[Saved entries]
▬▬▬

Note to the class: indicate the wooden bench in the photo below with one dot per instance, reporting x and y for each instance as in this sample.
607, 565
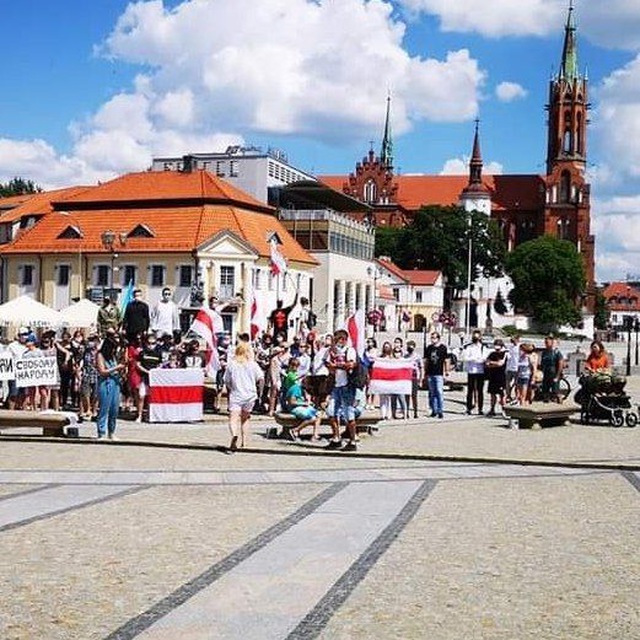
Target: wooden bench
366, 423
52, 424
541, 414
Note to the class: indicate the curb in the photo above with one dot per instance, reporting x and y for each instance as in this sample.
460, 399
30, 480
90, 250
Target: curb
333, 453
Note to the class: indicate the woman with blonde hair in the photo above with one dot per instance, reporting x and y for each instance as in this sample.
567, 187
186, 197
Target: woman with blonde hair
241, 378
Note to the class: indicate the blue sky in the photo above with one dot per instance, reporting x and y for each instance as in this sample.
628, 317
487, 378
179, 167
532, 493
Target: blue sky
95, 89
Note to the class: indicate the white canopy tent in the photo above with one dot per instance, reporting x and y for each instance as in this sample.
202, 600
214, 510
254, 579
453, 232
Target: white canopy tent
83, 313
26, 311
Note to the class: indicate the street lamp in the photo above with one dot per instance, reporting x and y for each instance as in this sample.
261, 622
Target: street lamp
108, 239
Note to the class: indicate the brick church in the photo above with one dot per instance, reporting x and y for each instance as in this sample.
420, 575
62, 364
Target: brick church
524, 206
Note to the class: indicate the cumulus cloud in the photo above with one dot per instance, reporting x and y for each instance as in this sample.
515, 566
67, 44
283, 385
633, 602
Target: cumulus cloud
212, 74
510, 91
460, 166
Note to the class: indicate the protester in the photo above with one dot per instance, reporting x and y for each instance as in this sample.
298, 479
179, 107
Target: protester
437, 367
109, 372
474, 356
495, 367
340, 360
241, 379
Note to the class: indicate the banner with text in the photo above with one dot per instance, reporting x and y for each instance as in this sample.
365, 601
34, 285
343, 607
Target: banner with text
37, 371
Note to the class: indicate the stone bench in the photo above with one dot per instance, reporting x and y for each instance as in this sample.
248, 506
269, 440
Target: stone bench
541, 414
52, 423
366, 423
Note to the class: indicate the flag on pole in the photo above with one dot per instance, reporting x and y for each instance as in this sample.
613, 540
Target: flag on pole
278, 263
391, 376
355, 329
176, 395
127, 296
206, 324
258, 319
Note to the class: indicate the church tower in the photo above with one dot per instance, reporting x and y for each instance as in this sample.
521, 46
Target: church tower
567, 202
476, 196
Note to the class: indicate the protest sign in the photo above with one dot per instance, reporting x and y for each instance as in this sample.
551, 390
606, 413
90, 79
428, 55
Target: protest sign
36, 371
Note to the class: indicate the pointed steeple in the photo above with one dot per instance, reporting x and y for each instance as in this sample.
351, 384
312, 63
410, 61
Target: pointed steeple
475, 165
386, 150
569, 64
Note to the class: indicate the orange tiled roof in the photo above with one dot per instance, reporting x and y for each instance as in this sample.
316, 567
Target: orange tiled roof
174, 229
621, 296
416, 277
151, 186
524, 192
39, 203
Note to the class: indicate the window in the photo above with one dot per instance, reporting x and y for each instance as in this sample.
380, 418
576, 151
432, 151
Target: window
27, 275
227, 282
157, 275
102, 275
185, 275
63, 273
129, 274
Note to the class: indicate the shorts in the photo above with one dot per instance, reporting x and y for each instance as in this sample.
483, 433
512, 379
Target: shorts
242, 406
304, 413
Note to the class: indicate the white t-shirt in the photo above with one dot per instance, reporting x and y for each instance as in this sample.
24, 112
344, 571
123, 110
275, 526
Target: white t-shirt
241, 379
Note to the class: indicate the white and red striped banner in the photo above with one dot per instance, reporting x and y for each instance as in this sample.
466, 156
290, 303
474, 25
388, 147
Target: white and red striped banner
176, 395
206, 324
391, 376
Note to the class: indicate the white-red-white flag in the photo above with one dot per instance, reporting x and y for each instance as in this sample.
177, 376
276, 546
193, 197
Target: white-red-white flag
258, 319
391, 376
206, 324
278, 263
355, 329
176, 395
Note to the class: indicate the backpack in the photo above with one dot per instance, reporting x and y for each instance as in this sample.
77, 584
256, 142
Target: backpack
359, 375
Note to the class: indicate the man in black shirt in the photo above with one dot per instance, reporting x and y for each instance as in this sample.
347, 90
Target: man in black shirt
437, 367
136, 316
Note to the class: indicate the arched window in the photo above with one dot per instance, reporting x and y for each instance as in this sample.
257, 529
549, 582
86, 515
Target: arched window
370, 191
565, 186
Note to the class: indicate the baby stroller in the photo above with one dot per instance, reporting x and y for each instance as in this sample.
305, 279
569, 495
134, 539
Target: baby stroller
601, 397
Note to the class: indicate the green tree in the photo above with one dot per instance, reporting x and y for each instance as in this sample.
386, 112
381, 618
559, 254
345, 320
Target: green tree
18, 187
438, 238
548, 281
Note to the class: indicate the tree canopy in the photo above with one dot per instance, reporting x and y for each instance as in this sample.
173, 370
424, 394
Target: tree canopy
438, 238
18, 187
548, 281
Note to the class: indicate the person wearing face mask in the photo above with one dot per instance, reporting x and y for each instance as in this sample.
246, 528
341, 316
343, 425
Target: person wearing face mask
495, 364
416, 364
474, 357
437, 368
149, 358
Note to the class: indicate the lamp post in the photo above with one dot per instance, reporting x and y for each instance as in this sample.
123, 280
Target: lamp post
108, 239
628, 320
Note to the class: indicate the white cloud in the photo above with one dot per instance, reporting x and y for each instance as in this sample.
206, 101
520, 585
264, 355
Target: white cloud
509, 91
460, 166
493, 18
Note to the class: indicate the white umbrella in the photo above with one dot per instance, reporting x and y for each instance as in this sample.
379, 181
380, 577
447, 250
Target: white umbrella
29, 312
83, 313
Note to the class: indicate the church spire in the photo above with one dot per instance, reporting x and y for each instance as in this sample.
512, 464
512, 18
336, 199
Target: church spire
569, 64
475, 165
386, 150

▬▬▬

■ Exercise goal:
Repeat each line of the records exactly. Do not include the pictures.

■ Exercise solution:
Note to the class: indicate the wooden bench in the photo below with one dot per instance, reporting x and y for each instance as in this sample.
607, 565
Target: wooden bench
366, 423
52, 424
541, 414
Note to the class: indicate the curb in the photo above with one dot per instance, reporting x and y for each instance as in this sample.
460, 399
30, 480
90, 250
Target: curb
333, 453
Note to the class: indicate the woman with blonde hair in the photo above with one dot per instance, reporting x and y for each instance as in this sample.
567, 187
186, 197
Target: woman with blonde hair
241, 378
Note to the class: indicate the blue sky in the photo above with one dot per instance, reporting x and y for each instance as in this sample.
628, 317
487, 378
179, 167
532, 493
Target: blue sky
95, 89
Note to the class: indicate the white canopy tent in the photo above with one dot per instance, reporting x and y for each instance as in this sample.
202, 600
214, 510
254, 579
453, 232
Target: white canopy tent
83, 313
26, 311
Note to the class: indicate the street lamp in the photo above with one dot per instance, reporting x and y for each instance as in this sample.
261, 622
Target: street lamp
108, 239
Note to the class: indicate the brick church in the photo above with one dot per instance, reporting x and y for each instance as in this sample.
420, 575
62, 364
Target: brick church
524, 206
Note to the class: indicate the cumulus cloud in the photo above with one dot per instance, reporting x and y for each instance as in this sample.
515, 566
67, 44
283, 385
633, 602
Target: cumulus cloud
212, 74
510, 91
460, 166
Note to the class: indicate the protester in the photo above with one dot per instance, reporting x and y for each instance as in this sample.
298, 479
179, 107
Target: protester
437, 367
109, 372
474, 356
495, 367
340, 360
241, 379
Note to the class: indicate the banner with text in the photo above with one dot per instance, reporting x and y for each instance as in this sample.
365, 601
34, 285
343, 607
Target: banner with text
37, 371
Note to the class: indicate the stone bench in the photo above with one dot per instance, reporting x and y for each instance as in this sample.
248, 506
269, 440
Target: stone bench
541, 414
52, 423
366, 423
Note to the class: indicate the flag on pole in the photo above with one dot per instance, reporting x and y for each instance as in this sample.
613, 540
Target: flag on pole
278, 263
391, 376
355, 329
176, 395
127, 296
206, 324
258, 319
Note to the class: indicate the church tower in the photo above with one dot per instance, reporting x and y for each instance as in this sample.
521, 46
Target: church tower
567, 202
476, 196
Note to the class: indicate the protest sign in the photo above with one dot per instance, reporting x and y for each instance as in this sample.
551, 390
606, 413
90, 79
428, 55
Target: protest sign
36, 371
Note to the class: indicate the pointed steeple in the photo above with one dot per instance, reporting x and y for each instance as in this sample.
351, 384
312, 63
410, 61
Target: pointed steeple
475, 165
386, 150
569, 64
Note to the class: indicate the orange tiled roof in the photo above with one dot per instance, reporting x and y for each instance as in this sample.
316, 567
Target: orange tiled roof
174, 229
621, 296
416, 277
151, 186
524, 192
39, 203
Note to the class: indicate the window in the photo above with one dot per instance, reporting x and y for each instance as in this sample.
380, 418
576, 151
432, 151
Target: window
27, 275
227, 282
157, 275
102, 275
185, 275
63, 273
129, 274
Note to the class: indicate the shorts in the photo above with one dot per instance, reporting x and y for each instance as in this sample.
483, 433
512, 379
Target: shorts
242, 406
304, 413
Note to the class: indicate the white t-shirt in the photo above with one dot per instance, reporting x and y for each instance as in this sample.
24, 112
344, 571
123, 110
275, 526
Target: white t-shirt
241, 379
Note to the class: indicate the white and red striped banner in the photo above with one dot per instance, reporting x and y for each instance as in this sample.
466, 156
290, 303
474, 25
388, 147
Target: white and red striped banner
176, 395
206, 324
391, 376
Note to the class: indicate the white-red-white flag in the photo above with one dot per instance, reporting x and y for each instance as in this sample.
177, 376
276, 546
193, 197
Target: white-red-white flag
258, 319
391, 376
206, 324
278, 263
355, 329
176, 395
Note to the class: indicate the backpack in the photo above with one dot per instance, reporting x and y for each instance as in this sample.
77, 584
256, 142
Target: backpack
359, 375
Note to the class: indicate the man in black shirt in the photo above with one dot per instance, reporting x and y for each instance as in this sample.
347, 90
Target: man in black shirt
437, 367
136, 316
Note to the class: indicate the arched window in the photo above with one dot per instance, reporting x and y for each instance as in this sample.
257, 529
549, 582
86, 515
Target: arched window
370, 191
565, 186
Note to the class: indicate the baby stroller in the photo above with one dot per instance, reporting x and y for each instance as in this sample.
305, 279
569, 495
134, 539
Target: baby stroller
601, 397
Note to the class: indicate the green tree in the photo above with one dot per instance, reporting x and y for each instance as in this sample.
386, 112
381, 618
559, 254
345, 320
Target: green tree
18, 187
438, 238
548, 281
Note to the class: indicate the tree canopy in the photo above with one dot per instance, reporting x and y for each instance as in this sample.
173, 370
424, 394
Target: tree canopy
438, 238
18, 187
548, 281
Note to the class: indicate the person wearing face mask in the photo above with one dot per instance, reporting x and y for each instance as in this sample.
246, 528
341, 316
343, 425
Target: person wearing face mask
495, 364
416, 364
474, 357
437, 368
149, 358
Note to the class: indicate the lamp post in the photo above with one dot per instance, reporting x and y for each instance as in this sample.
123, 280
Target: lamp post
108, 239
628, 320
Note to the class: indicate the white cloud in the photo above with one dot per instance, reporting x and y for each instance as in this sample.
206, 101
520, 585
264, 355
Target: white cloud
509, 91
460, 166
493, 18
Note to the class: indicate the white umbrella in the photo above with one dot per instance, reporting x and y for each instance as in this sample.
379, 181
380, 577
447, 250
Target: white umbrella
29, 312
83, 313
Note to the class: indicate the church spire in the photo above with one dot per instance, reporting x and y for each instance as in this sample.
512, 464
512, 18
336, 199
Target: church spire
569, 64
475, 165
386, 150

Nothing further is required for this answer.